Marstar's Chinese SKS's

If you can ask for the bladed model which is older and seems to be better quality. Romours have it they were made on Russian machinery before they started cutting corners with the spike bayonet.
 
ChrisSinc said:
If you can ask for the bladed model which is older and seems to be better quality. Romours have it they were made on Russian machinery before they started cutting corners with the spike bayonet.

China began building it's own after 1956. The blade bayonet was dropped in the 1966-67 period, probably due to a preference for the longer spike, also used on the Type 53 (M44 Mosin). It could also be argued that the spike increased the reach of the bayonet for PLA soldiers.
 
Yea the design of the spike bayo is supposed to cause massive bleeding in that once it enters the body it tears flesh open the rest of the way.
 
The triangle pattern of the newer bayonets create a triangular puncture wound as apposed to a slit. The triangle is next to impossible for a field medic to patch up.
 
I have read somewhere that they have new medical foam that will fill a wound and stop-up such injuries, but I don't know anymore about this.
 
Yea in the last hundred years we have moved further and further away from combat at those ranges (not that is doesn't or wont happen). Its just very difficult to get a soldier to actually stab someone, the greater the distance, the more one is able to kill. Hence more bullets and smaller and less deadly bayonets.
 
Maxable said:
The triangle pattern of the newer bayonets create a triangular puncture wound as apposed to a slit. The triangle is next to impossible for a field medic to patch up.

Now that's just mean.... :-(
 
Sorry, the one gun I was thinking of had a triangle style bayonet. My Mosin along with the SKS has a star like pattern. Just as hard to stich up i'd say.
 
I suspect that a deep puncture would be far more likely to be a problem than superficial skin sutures.
 
suprathepeg said:
Yea in the last hundred years we have moved further and further away from combat at those ranges (not that is doesn't or wont happen). Its just very difficult to get a soldier to actually stab someone, the greater the distance, the more one is able to kill. Hence more bullets and smaller and less deadly bayonets.


You would be surprised to know that this isn't the case, and in fact a British unit of Scots Guards managed to pull off a text book Bayonet charge against Iraqi soldiers in Iraq a year or two ago.

Also I'm sure the SKS bayonet and the AK bayonet saw ALLOT of action in Vietnam. And Urban warfare which IS the modern battlefield is all about up close and personal.
 
Calum said:
You would be surprised to know that this isn't the case, and in fact a British unit of Scots Guards managed to pull off a text book Bayonet charge against Iraqi soldiers in Iraq a year or two ago.

▶ _Problem_
For each statement about the thread on Chinese SKS bayonets, answer yes or no, quoting the thread's deciding words. (a) China started producing its own SKS rifles after 1956. (b) The blade bayonet was dropped during the 1970s. (c) The Mosin and the SKS both carry bayonets with a triangle pattern. The data is separate material with no connection to the thread.

(Natural-language object grounding data)
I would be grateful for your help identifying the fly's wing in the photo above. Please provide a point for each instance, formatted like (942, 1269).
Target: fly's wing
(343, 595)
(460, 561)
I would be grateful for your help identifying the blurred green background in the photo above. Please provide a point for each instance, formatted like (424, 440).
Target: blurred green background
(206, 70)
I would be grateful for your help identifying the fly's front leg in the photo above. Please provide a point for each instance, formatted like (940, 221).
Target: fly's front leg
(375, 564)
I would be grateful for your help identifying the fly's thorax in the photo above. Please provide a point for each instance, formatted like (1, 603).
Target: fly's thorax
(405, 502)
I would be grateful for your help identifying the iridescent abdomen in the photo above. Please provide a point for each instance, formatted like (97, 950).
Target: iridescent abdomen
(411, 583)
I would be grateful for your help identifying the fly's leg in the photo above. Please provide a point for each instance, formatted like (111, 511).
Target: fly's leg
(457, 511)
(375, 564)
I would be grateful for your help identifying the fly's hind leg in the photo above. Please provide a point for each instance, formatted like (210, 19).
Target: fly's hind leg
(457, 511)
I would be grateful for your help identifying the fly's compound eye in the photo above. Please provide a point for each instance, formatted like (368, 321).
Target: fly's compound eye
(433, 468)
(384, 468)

▶ _Your response_
(a) Yes: "China began building it's own after 1956."
(b) No: "The blade bayonet was dropped in the 1966-67 period"
(c) No: "My Mosin along with the SKS has a star like pattern."